◆ WHAT TO DO ◆
Rescale the stretch of lines from the one containing "Drop a pin on the backpack, one" through the last line, and reproduce every line in that stretch, requests included. Multiply each answer coordinate by 1.75 and round to the nearest whole number, with halves rounded up. Leave the numbers in the requests unchanged.

++++

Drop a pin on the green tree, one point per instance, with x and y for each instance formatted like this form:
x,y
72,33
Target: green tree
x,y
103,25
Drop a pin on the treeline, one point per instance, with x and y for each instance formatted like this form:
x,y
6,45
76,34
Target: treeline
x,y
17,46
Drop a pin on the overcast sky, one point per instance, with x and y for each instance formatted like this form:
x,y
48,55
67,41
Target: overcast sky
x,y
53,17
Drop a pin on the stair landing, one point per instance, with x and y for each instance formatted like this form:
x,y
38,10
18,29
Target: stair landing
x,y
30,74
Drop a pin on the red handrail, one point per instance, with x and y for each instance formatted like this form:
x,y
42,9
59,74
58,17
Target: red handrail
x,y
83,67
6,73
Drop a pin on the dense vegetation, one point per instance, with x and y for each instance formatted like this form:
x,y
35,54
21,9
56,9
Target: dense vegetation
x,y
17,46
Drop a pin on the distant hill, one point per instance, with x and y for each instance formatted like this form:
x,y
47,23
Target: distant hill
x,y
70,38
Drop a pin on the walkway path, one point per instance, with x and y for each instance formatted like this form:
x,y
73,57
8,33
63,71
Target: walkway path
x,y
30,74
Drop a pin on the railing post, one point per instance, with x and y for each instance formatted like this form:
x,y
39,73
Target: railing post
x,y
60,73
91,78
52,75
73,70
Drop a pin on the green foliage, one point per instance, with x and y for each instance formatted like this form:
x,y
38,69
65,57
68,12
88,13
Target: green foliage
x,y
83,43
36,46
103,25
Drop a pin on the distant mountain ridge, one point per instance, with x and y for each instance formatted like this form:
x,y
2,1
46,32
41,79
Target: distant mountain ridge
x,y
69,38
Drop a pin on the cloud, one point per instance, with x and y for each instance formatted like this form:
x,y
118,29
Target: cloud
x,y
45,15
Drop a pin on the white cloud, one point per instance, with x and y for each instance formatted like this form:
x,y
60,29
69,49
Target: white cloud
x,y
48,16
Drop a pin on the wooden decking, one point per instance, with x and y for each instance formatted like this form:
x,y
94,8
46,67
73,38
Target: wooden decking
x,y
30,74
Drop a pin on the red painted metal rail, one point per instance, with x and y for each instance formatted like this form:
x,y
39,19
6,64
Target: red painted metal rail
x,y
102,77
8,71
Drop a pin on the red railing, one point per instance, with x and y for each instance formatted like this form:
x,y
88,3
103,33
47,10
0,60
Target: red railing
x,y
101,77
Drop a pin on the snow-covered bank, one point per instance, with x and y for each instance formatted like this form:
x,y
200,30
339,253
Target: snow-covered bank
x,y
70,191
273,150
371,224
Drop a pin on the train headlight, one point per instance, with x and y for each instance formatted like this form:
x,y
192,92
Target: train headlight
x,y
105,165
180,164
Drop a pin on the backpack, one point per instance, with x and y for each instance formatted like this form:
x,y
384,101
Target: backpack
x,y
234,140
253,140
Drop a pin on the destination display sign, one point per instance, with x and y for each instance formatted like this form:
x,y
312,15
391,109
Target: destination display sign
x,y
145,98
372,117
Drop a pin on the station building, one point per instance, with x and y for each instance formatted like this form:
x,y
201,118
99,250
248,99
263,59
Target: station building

++++

◆ ANSWER FOR THE TASK ◆
Drop a pin on the backpack, one point per instance, with x and y for each instance formatted like this form:
x,y
384,101
Target: backpack
x,y
410,245
443,245
Drop a pin on the destination display sign, one point per instance, with x and y for each instance formatted like this form:
x,y
312,15
391,109
Target: destination display sign
x,y
254,172
651,205
Drop a pin on the station building, one point per instance, with x and y for each instance formatted like this form:
x,y
201,118
99,250
248,99
263,59
Target: station building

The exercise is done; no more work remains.